* _SET EXERCISE_: Can you give this listing again with every "keypoint" switched to "marker" and nothing else changed?

* _EXTRACTED MATERIAL_:

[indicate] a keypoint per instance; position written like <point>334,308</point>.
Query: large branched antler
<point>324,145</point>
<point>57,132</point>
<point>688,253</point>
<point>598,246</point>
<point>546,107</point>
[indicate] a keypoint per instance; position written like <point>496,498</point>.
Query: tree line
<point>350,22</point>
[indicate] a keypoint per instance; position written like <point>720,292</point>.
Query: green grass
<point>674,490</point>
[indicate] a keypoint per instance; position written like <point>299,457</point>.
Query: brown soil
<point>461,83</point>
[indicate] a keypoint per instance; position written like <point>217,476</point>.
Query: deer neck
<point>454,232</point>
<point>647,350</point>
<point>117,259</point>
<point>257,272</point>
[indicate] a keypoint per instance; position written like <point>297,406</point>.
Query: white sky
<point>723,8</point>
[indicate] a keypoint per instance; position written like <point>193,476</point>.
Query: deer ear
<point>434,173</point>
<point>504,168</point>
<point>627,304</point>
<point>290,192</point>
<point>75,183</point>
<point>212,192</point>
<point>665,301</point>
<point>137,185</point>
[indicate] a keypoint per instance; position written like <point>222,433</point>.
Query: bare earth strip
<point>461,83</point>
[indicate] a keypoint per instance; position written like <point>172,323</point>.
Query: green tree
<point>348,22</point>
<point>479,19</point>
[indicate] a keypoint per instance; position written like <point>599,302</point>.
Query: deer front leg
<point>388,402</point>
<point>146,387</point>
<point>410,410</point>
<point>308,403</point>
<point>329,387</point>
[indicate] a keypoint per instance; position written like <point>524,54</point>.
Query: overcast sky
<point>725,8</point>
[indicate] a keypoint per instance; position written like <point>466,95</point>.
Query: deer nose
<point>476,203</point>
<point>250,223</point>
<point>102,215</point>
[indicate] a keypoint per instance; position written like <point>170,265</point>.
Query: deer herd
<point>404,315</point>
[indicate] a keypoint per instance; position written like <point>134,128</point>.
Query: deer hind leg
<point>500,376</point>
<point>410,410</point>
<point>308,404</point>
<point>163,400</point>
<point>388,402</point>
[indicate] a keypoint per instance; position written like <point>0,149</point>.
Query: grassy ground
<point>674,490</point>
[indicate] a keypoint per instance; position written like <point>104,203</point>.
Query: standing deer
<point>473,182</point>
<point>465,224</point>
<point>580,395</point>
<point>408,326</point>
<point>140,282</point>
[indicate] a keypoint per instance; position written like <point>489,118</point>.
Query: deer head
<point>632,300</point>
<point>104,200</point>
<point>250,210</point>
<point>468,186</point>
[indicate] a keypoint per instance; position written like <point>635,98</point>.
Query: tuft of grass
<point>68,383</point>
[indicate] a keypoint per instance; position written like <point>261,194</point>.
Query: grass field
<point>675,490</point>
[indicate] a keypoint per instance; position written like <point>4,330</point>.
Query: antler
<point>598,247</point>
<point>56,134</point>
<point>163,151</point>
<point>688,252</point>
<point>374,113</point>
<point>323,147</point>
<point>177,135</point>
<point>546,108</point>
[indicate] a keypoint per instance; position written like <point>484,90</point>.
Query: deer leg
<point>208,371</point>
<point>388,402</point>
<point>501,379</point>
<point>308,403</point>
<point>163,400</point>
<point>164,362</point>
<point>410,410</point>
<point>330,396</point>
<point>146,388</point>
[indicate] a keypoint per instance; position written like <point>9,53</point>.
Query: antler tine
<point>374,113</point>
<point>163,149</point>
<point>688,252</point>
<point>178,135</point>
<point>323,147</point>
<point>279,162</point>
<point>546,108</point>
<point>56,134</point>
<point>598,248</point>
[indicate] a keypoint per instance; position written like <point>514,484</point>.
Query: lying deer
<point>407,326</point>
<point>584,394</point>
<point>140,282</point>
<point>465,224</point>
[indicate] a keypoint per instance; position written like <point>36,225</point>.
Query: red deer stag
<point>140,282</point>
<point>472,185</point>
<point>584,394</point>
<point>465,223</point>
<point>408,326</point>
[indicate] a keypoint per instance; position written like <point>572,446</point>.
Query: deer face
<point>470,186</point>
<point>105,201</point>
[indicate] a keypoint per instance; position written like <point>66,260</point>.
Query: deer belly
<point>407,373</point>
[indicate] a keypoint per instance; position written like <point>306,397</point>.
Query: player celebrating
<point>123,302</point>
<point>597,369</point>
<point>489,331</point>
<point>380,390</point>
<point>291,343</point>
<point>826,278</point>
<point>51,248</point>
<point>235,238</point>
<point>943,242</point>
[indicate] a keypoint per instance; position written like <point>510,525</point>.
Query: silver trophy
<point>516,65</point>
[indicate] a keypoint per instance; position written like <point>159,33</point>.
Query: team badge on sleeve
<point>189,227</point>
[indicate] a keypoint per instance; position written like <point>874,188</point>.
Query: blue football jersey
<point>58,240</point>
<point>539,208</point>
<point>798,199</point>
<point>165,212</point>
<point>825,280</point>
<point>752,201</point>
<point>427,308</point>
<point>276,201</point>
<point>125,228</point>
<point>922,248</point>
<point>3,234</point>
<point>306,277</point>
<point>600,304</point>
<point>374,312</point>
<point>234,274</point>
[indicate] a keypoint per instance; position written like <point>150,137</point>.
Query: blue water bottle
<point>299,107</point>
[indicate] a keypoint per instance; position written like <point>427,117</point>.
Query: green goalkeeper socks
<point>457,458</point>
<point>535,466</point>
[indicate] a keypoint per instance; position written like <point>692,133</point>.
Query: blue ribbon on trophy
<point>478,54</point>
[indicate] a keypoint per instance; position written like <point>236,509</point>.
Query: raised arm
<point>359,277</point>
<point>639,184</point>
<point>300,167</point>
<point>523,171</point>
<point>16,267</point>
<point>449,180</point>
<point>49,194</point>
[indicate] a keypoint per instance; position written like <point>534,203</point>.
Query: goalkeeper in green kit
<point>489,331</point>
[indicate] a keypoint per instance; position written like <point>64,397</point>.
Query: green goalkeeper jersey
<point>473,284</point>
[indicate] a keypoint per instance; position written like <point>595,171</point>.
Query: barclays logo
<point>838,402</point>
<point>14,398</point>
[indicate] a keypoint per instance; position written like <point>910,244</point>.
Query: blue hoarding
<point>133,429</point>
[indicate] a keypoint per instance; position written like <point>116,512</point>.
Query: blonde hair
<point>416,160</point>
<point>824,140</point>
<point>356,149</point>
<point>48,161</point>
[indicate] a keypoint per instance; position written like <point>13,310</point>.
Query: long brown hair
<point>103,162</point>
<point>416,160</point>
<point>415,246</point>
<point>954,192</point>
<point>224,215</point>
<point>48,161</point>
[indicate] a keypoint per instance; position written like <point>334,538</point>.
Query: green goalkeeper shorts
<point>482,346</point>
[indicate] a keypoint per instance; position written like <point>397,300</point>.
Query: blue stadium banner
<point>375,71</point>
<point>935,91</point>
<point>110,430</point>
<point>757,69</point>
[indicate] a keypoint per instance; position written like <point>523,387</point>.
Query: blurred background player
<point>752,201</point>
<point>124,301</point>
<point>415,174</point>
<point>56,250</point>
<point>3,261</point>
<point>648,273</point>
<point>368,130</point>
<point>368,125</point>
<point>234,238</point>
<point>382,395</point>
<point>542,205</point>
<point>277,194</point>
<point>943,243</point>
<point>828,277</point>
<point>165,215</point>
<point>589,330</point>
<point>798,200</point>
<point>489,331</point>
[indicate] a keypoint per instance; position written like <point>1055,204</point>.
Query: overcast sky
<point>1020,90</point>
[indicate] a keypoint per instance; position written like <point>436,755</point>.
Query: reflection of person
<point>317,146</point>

* _WRITTEN SOLUTION_:
[indicate] a marker per instance; position written like <point>334,308</point>.
Query: large branched antler
<point>324,145</point>
<point>57,132</point>
<point>688,253</point>
<point>598,246</point>
<point>546,107</point>
[indicate] a marker per instance; position written like <point>496,498</point>.
Query: tree line
<point>350,22</point>
[indicate] a marker per instance; position written like <point>720,292</point>.
Query: green grass
<point>674,490</point>
[indicate] a marker per instance; position written like <point>299,457</point>.
Query: brown soil
<point>461,83</point>
[indicate] a marker per instance; position written like <point>217,476</point>.
Query: deer neck
<point>454,232</point>
<point>647,350</point>
<point>117,259</point>
<point>257,272</point>
[indicate] a marker per instance; position written like <point>297,406</point>.
Query: white sky
<point>723,8</point>
[indicate] a marker per instance; position written like <point>193,476</point>.
Query: deer ear
<point>434,173</point>
<point>504,168</point>
<point>627,304</point>
<point>290,192</point>
<point>75,183</point>
<point>212,192</point>
<point>665,301</point>
<point>137,185</point>
[indicate] a marker per instance; position written like <point>222,433</point>.
Query: bare earth strip
<point>461,83</point>
[indicate] a marker per instance; position written like <point>172,323</point>.
Query: green tree
<point>348,22</point>
<point>479,19</point>
[indicate] a marker per instance; position written like <point>599,302</point>.
Query: deer front leg
<point>388,402</point>
<point>146,387</point>
<point>410,410</point>
<point>308,403</point>
<point>329,387</point>
[indicate] a marker per instance; position written like <point>524,54</point>.
Query: overcast sky
<point>725,8</point>
[indicate] a marker per instance; position written like <point>466,95</point>.
Query: deer nose
<point>476,203</point>
<point>250,223</point>
<point>102,215</point>
[indicate] a marker per instance; position written like <point>170,265</point>.
Query: deer herd
<point>404,315</point>
[indicate] a marker per instance; position written like <point>134,128</point>.
Query: deer hind leg
<point>500,376</point>
<point>410,410</point>
<point>308,404</point>
<point>163,400</point>
<point>388,402</point>
[indicate] a marker per instance; position written like <point>0,149</point>.
Query: grassy ground
<point>674,490</point>
[indicate] a marker per instance; position written like <point>104,203</point>.
Query: standing deer
<point>473,182</point>
<point>465,224</point>
<point>580,395</point>
<point>408,326</point>
<point>140,282</point>
[indicate] a marker per instance; position written like <point>489,118</point>.
Query: deer head
<point>632,300</point>
<point>104,200</point>
<point>250,210</point>
<point>468,186</point>
[indicate] a marker per instance; position written like <point>635,98</point>.
Query: tuft of grass
<point>68,383</point>
[indicate] a marker per instance; position written like <point>261,194</point>.
Query: grass field
<point>675,490</point>
[indicate] a marker per instance; position written like <point>4,330</point>.
Query: antler
<point>598,247</point>
<point>56,134</point>
<point>163,151</point>
<point>688,252</point>
<point>374,113</point>
<point>323,147</point>
<point>177,135</point>
<point>546,108</point>
[indicate] a marker per instance; position written like <point>484,90</point>.
Query: deer leg
<point>208,371</point>
<point>388,402</point>
<point>501,379</point>
<point>308,403</point>
<point>163,400</point>
<point>164,362</point>
<point>410,410</point>
<point>330,396</point>
<point>146,388</point>
[indicate] a marker per instance; position written like <point>9,53</point>.
Query: antler tine
<point>374,113</point>
<point>163,149</point>
<point>688,252</point>
<point>178,135</point>
<point>323,147</point>
<point>279,162</point>
<point>546,108</point>
<point>56,134</point>
<point>598,248</point>
[indicate] a marker per instance; position written like <point>514,484</point>.
Query: lying deer
<point>407,326</point>
<point>584,394</point>
<point>140,282</point>
<point>465,224</point>
[indicate] a marker per instance; position written like <point>36,225</point>.
Query: red deer stag
<point>140,282</point>
<point>472,185</point>
<point>584,394</point>
<point>465,223</point>
<point>408,326</point>
[indicate] a marker per instance; position written like <point>572,446</point>.
Query: deer face
<point>470,186</point>
<point>105,201</point>
[indicate] a marker per instance; position written like <point>66,260</point>.
Query: deer belly
<point>407,373</point>
[indicate] a marker per instance; position written like <point>306,397</point>.
Query: player celebrating
<point>123,302</point>
<point>597,369</point>
<point>489,331</point>
<point>380,390</point>
<point>291,343</point>
<point>826,278</point>
<point>51,248</point>
<point>235,238</point>
<point>943,242</point>
[indicate] a marker per instance; position written like <point>510,525</point>.
Query: silver trophy
<point>516,65</point>
[indicate] a marker per instance; position written like <point>159,33</point>.
Query: team badge on sleeve
<point>189,227</point>
[indicate] a marker per instance; position written like <point>874,188</point>.
Query: blue football jersey
<point>58,240</point>
<point>539,208</point>
<point>798,199</point>
<point>165,212</point>
<point>825,280</point>
<point>752,201</point>
<point>427,308</point>
<point>276,201</point>
<point>125,228</point>
<point>922,248</point>
<point>3,234</point>
<point>306,277</point>
<point>600,304</point>
<point>374,312</point>
<point>234,274</point>
[indicate] a marker per instance; position written like <point>150,137</point>.
Query: blue water bottle
<point>299,107</point>
[indicate] a marker per instance; position written like <point>427,117</point>.
Query: green goalkeeper socks
<point>457,458</point>
<point>535,466</point>
[indicate] a marker per instance; position written like <point>692,133</point>.
Query: blue ribbon on trophy
<point>478,54</point>
[indicate] a marker per instance; position written like <point>236,509</point>.
Query: raised arm
<point>359,277</point>
<point>639,184</point>
<point>300,167</point>
<point>523,171</point>
<point>16,267</point>
<point>449,180</point>
<point>49,194</point>
[indicate] a marker per instance; position written like <point>534,203</point>.
Query: goalkeeper in green kit
<point>489,331</point>
[indicate] a marker per instance; position written like <point>64,397</point>.
Query: green goalkeeper jersey
<point>473,284</point>
[indicate] a marker per instance; position written like <point>595,171</point>.
Query: barclays logo
<point>838,402</point>
<point>14,398</point>
[indicate] a marker per instance; position written like <point>910,244</point>.
Query: blue hoarding
<point>133,429</point>
[indicate] a marker per instance; position written like <point>116,512</point>.
Query: blonde hair
<point>416,160</point>
<point>824,140</point>
<point>356,149</point>
<point>48,161</point>
[indicate] a marker per instance; position written like <point>13,310</point>.
Query: long brown hair
<point>103,162</point>
<point>416,160</point>
<point>415,246</point>
<point>954,192</point>
<point>224,215</point>
<point>48,161</point>
[indicate] a marker per instance; position written like <point>334,538</point>.
Query: green goalkeeper shorts
<point>482,346</point>
[indicate] a marker per instance; position written like <point>397,300</point>.
Query: blue stadium banner
<point>375,71</point>
<point>935,91</point>
<point>110,430</point>
<point>757,69</point>
[indicate] a marker per instance; position written like <point>523,387</point>.
Query: blurred background player
<point>752,201</point>
<point>124,301</point>
<point>415,174</point>
<point>56,250</point>
<point>3,261</point>
<point>648,273</point>
<point>368,130</point>
<point>368,125</point>
<point>234,238</point>
<point>382,395</point>
<point>542,205</point>
<point>277,194</point>
<point>943,243</point>
<point>828,277</point>
<point>165,215</point>
<point>589,330</point>
<point>798,200</point>
<point>489,331</point>
[indicate] a marker per instance; position written like <point>1055,204</point>.
Query: overcast sky
<point>1020,90</point>
[indicate] a marker per instance; position written like <point>436,755</point>.
Query: reflection of person
<point>317,146</point>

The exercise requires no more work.